BEGIN Provided information

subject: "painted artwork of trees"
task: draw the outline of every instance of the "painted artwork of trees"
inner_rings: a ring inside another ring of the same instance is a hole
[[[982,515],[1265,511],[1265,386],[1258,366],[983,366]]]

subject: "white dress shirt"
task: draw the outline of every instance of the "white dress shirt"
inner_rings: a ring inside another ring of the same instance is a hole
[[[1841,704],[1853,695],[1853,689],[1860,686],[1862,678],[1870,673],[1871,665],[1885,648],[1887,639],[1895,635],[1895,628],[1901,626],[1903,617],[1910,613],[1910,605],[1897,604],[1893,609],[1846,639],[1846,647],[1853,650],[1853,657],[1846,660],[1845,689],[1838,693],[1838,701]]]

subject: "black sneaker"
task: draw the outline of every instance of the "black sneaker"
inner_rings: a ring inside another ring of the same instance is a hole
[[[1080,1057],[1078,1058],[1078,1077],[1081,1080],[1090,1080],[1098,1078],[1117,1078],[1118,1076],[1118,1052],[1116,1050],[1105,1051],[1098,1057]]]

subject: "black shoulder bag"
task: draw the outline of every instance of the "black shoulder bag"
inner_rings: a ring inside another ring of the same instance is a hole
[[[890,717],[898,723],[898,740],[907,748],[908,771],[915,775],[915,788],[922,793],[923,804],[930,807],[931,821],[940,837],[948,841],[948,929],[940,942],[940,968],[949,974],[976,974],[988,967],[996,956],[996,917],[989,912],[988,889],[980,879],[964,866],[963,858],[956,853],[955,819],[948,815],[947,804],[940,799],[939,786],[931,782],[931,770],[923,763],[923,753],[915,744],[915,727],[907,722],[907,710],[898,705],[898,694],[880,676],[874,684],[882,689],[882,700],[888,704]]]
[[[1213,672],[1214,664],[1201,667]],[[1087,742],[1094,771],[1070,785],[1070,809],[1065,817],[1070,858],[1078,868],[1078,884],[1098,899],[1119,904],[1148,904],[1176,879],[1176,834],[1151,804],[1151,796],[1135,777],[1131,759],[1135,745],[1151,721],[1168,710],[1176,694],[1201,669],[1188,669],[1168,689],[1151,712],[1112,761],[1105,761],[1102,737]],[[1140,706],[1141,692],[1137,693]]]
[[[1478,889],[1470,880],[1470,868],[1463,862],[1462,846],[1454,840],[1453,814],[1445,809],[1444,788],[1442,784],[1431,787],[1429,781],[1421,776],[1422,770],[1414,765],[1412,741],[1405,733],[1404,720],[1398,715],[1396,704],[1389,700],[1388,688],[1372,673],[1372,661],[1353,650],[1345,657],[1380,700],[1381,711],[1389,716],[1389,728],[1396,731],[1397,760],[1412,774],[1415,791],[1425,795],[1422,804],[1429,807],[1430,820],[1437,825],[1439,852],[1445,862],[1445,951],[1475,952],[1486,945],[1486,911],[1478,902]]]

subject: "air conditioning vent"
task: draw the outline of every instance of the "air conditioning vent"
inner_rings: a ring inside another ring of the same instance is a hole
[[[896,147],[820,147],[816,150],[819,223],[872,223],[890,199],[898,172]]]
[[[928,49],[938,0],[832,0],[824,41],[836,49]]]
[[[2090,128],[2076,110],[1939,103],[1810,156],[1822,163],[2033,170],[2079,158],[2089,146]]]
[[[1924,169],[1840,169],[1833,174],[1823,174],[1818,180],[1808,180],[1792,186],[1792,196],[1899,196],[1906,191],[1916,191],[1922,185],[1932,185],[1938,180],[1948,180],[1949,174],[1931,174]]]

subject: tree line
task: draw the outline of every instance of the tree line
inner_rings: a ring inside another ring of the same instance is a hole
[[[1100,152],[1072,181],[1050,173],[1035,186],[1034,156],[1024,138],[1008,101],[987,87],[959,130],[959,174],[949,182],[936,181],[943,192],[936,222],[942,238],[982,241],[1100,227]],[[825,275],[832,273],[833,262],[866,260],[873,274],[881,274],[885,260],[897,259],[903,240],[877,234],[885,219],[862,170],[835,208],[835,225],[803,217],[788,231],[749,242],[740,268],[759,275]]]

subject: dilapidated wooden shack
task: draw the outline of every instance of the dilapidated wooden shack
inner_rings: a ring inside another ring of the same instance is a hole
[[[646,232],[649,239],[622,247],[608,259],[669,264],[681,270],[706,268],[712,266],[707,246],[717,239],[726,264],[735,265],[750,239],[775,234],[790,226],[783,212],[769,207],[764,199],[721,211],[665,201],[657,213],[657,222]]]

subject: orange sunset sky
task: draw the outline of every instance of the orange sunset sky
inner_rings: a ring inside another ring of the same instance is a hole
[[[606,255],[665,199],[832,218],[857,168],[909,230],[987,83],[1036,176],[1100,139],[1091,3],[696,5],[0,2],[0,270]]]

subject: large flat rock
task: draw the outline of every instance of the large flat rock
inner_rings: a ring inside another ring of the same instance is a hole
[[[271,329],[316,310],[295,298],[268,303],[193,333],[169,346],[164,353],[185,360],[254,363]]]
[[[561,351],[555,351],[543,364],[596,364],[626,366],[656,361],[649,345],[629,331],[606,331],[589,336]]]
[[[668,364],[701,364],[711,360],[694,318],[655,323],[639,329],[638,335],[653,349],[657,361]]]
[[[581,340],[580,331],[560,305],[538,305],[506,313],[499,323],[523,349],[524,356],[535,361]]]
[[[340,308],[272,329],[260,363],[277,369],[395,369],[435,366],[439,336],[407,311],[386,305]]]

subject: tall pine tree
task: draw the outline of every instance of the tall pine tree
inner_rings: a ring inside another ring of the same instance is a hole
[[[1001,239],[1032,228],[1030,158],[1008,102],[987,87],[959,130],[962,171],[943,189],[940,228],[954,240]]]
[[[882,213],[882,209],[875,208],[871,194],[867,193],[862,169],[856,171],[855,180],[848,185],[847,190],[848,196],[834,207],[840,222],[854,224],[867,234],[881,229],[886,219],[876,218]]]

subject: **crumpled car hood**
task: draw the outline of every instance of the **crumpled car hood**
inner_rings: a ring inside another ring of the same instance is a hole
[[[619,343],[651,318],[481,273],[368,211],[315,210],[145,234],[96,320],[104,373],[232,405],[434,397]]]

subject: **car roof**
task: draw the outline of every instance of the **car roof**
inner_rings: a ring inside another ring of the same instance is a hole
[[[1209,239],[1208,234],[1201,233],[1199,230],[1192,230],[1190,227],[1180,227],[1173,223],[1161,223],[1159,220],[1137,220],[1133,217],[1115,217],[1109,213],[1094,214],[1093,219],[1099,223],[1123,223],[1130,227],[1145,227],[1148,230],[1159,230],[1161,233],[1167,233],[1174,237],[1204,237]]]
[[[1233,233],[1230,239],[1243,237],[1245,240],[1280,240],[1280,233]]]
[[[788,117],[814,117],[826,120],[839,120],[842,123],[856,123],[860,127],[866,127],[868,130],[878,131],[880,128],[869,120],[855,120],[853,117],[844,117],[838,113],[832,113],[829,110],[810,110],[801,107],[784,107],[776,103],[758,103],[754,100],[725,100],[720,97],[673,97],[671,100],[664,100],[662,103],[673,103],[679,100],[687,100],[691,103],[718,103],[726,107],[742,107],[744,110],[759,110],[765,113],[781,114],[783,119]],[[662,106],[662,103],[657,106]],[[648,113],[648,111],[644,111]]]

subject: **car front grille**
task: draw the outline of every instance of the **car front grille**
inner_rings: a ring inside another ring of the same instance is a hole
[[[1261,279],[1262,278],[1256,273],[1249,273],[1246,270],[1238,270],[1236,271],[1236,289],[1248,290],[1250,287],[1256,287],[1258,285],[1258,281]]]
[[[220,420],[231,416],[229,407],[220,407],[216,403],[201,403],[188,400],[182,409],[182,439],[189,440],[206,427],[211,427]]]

END Provided information

_Task details_
Each record is to be given again in full, exactly as it reads.

_Answer for the task_
subject: "painted artwork of trees"
task: draw the outline of every instance of the "painted artwork of trees"
inner_rings: a ring inside another ring of the same instance is a hole
[[[982,515],[1265,511],[1265,386],[1258,366],[983,366]]]

subject: "white dress shirt"
task: draw the outline of every instance of the "white dress shirt"
inner_rings: a ring inside another ring of the same instance is a hole
[[[1841,704],[1853,695],[1853,689],[1860,686],[1862,678],[1870,673],[1871,665],[1885,648],[1887,639],[1895,635],[1895,628],[1901,626],[1903,617],[1910,613],[1910,605],[1897,604],[1893,609],[1846,639],[1846,647],[1853,650],[1853,657],[1846,660],[1845,689],[1838,693],[1838,701]]]

subject: "black sneaker"
task: draw the outline of every instance of the "black sneaker"
inner_rings: a ring inside another ring of the same instance is a hole
[[[1080,1057],[1078,1058],[1078,1077],[1081,1080],[1090,1080],[1098,1078],[1117,1078],[1118,1076],[1118,1052],[1116,1050],[1105,1051],[1098,1057]]]

subject: "black shoulder bag"
task: draw the outline of every instance of the "black shoulder bag"
inner_rings: a ring inside another ring of the same instance is a hole
[[[890,717],[898,723],[898,740],[907,748],[908,771],[915,775],[915,788],[922,793],[923,804],[930,807],[931,821],[940,837],[948,841],[948,929],[940,942],[940,968],[949,974],[976,974],[988,967],[996,956],[996,917],[989,912],[988,889],[980,879],[964,866],[963,858],[956,853],[955,819],[948,815],[947,804],[940,799],[939,786],[931,782],[931,770],[923,763],[923,753],[915,744],[915,727],[907,722],[907,710],[898,705],[898,694],[880,676],[874,684],[882,689],[882,700],[888,704]]]
[[[1213,672],[1214,664],[1201,667]],[[1087,742],[1094,771],[1070,785],[1070,809],[1065,817],[1070,858],[1078,868],[1078,884],[1098,899],[1119,904],[1148,904],[1176,879],[1176,834],[1151,804],[1151,796],[1135,777],[1131,759],[1135,745],[1151,721],[1168,710],[1176,694],[1201,669],[1188,669],[1168,689],[1151,712],[1112,761],[1105,761],[1102,737]],[[1140,706],[1141,692],[1137,693]]]
[[[1478,889],[1470,880],[1470,868],[1463,862],[1462,846],[1454,840],[1453,814],[1445,809],[1444,788],[1442,784],[1431,787],[1429,781],[1421,776],[1422,770],[1414,765],[1412,741],[1405,733],[1404,720],[1398,715],[1396,704],[1389,700],[1388,688],[1372,673],[1372,661],[1353,650],[1345,657],[1380,700],[1381,711],[1389,716],[1389,728],[1396,731],[1397,760],[1412,774],[1415,791],[1425,795],[1422,804],[1429,807],[1430,820],[1437,825],[1439,852],[1445,862],[1445,951],[1475,952],[1486,945],[1486,911],[1478,902]]]

subject: "air conditioning vent"
task: draw the outline of every instance of the "air conditioning vent"
inner_rings: a ring inside another ring of the same instance is a hole
[[[896,147],[820,147],[816,150],[819,223],[872,223],[890,199],[898,172]]]
[[[928,49],[938,0],[832,0],[824,41],[836,49]]]
[[[2090,128],[2076,110],[1939,103],[1810,156],[1822,163],[2033,170],[2079,158],[2089,146]]]
[[[1924,169],[1840,169],[1833,174],[1823,174],[1818,180],[1808,180],[1792,186],[1792,196],[1899,196],[1906,191],[1916,191],[1922,185],[1932,185],[1938,180],[1948,180],[1949,174],[1931,174]]]

subject: tree line
task: draw the outline of every instance of the tree line
inner_rings: a ring inside another ring of the same instance is a hole
[[[1100,152],[1072,181],[1050,173],[1035,186],[1034,156],[1024,138],[1008,101],[987,87],[959,130],[959,174],[949,182],[936,181],[943,192],[936,222],[942,238],[982,241],[1100,227]],[[825,275],[832,273],[833,262],[866,260],[873,274],[881,274],[885,260],[897,259],[903,240],[877,234],[885,219],[862,170],[835,208],[835,225],[803,217],[788,231],[749,242],[740,268],[759,275]]]

subject: dilapidated wooden shack
task: draw the outline of every instance of the dilapidated wooden shack
inner_rings: a ring inside another ring of the same instance is a hole
[[[646,232],[649,239],[622,247],[608,259],[669,264],[681,270],[706,268],[712,266],[707,246],[717,239],[726,264],[735,265],[750,239],[775,234],[790,226],[783,212],[769,207],[764,199],[721,211],[665,201],[657,213],[657,222]]]

subject: orange sunset sky
task: draw the outline of every instance of the orange sunset sky
inner_rings: a ring inside another ring of the same instance is a hole
[[[606,255],[665,199],[832,218],[857,168],[909,230],[987,83],[1036,176],[1100,139],[1091,3],[696,5],[0,2],[0,270]]]

subject: large flat rock
task: draw the outline of every instance of the large flat rock
inner_rings: a ring inside another ring of the same instance is a hole
[[[271,329],[316,310],[295,298],[268,303],[193,333],[169,346],[164,353],[185,360],[254,363]]]
[[[561,351],[555,351],[543,364],[596,364],[626,366],[656,361],[649,345],[629,331],[606,331],[589,336]]]
[[[668,364],[701,364],[711,360],[694,318],[655,323],[639,329],[638,335],[653,349],[657,361]]]
[[[581,340],[580,331],[560,305],[538,305],[506,313],[499,323],[523,349],[524,356],[535,361]]]
[[[340,308],[272,329],[260,363],[277,369],[395,369],[435,366],[439,336],[407,311],[386,305]]]

subject: tall pine tree
task: draw the outline of every instance of the tall pine tree
inner_rings: a ring inside another ring of the same instance is a hole
[[[1001,239],[1032,228],[1030,158],[1008,102],[987,87],[959,130],[962,171],[943,189],[940,228],[954,240]]]
[[[882,213],[882,209],[875,208],[871,194],[867,193],[862,169],[856,171],[855,180],[848,185],[847,190],[848,196],[834,207],[840,222],[854,224],[867,234],[881,229],[886,219],[876,218]]]

subject: **crumpled car hood**
task: draw the outline of every instance of the **crumpled car hood**
inner_rings: a ring inside another ring of the same instance is a hole
[[[619,343],[651,318],[481,273],[368,211],[315,210],[145,234],[96,320],[104,373],[232,405],[434,397]]]

subject: **car roof**
task: draw the outline of every instance of the **car roof**
inner_rings: a ring inside another ring of the same instance is a hole
[[[1209,239],[1208,234],[1201,233],[1199,230],[1192,230],[1190,227],[1180,227],[1173,223],[1161,223],[1159,220],[1137,220],[1133,217],[1115,217],[1109,213],[1094,214],[1093,219],[1099,223],[1123,223],[1130,227],[1145,227],[1148,230],[1159,230],[1161,233],[1167,233],[1174,237],[1204,237]]]
[[[1233,233],[1230,239],[1243,237],[1245,240],[1280,240],[1280,233]]]
[[[788,117],[814,117],[826,120],[839,120],[842,123],[856,123],[860,127],[866,127],[868,130],[878,131],[880,128],[869,120],[855,120],[853,117],[844,117],[838,113],[832,113],[829,110],[810,110],[801,107],[784,107],[776,103],[758,103],[754,100],[725,100],[720,97],[673,97],[671,100],[664,100],[662,103],[673,103],[679,100],[687,100],[691,103],[718,103],[726,107],[742,107],[744,110],[759,110],[765,113],[781,114],[783,119]],[[662,106],[662,103],[657,106]],[[648,113],[648,111],[644,111]]]

subject: **car front grille**
task: draw the outline of every instance of the **car front grille**
inner_rings: a ring inside another ring of the same instance is a hole
[[[1261,279],[1262,278],[1256,273],[1249,273],[1246,270],[1238,270],[1236,271],[1236,289],[1248,290],[1250,287],[1256,287],[1258,285],[1258,281]]]
[[[220,420],[231,416],[229,407],[220,407],[216,403],[201,403],[188,400],[182,409],[182,439],[189,440],[206,427],[211,427]]]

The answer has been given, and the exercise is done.